╭─ The input

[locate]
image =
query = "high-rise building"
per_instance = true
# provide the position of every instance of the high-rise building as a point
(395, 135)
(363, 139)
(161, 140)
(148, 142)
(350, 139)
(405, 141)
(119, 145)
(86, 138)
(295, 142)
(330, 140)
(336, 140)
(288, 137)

╰─

### What you should do
All the data above should be restated in full, exactly.

### Answer area
[locate]
image =
query = "high-rise building"
per_instance = true
# provide the position of every instance of the high-rise building as a point
(395, 135)
(363, 139)
(161, 140)
(148, 142)
(350, 139)
(405, 141)
(119, 145)
(86, 138)
(295, 142)
(330, 140)
(336, 140)
(288, 137)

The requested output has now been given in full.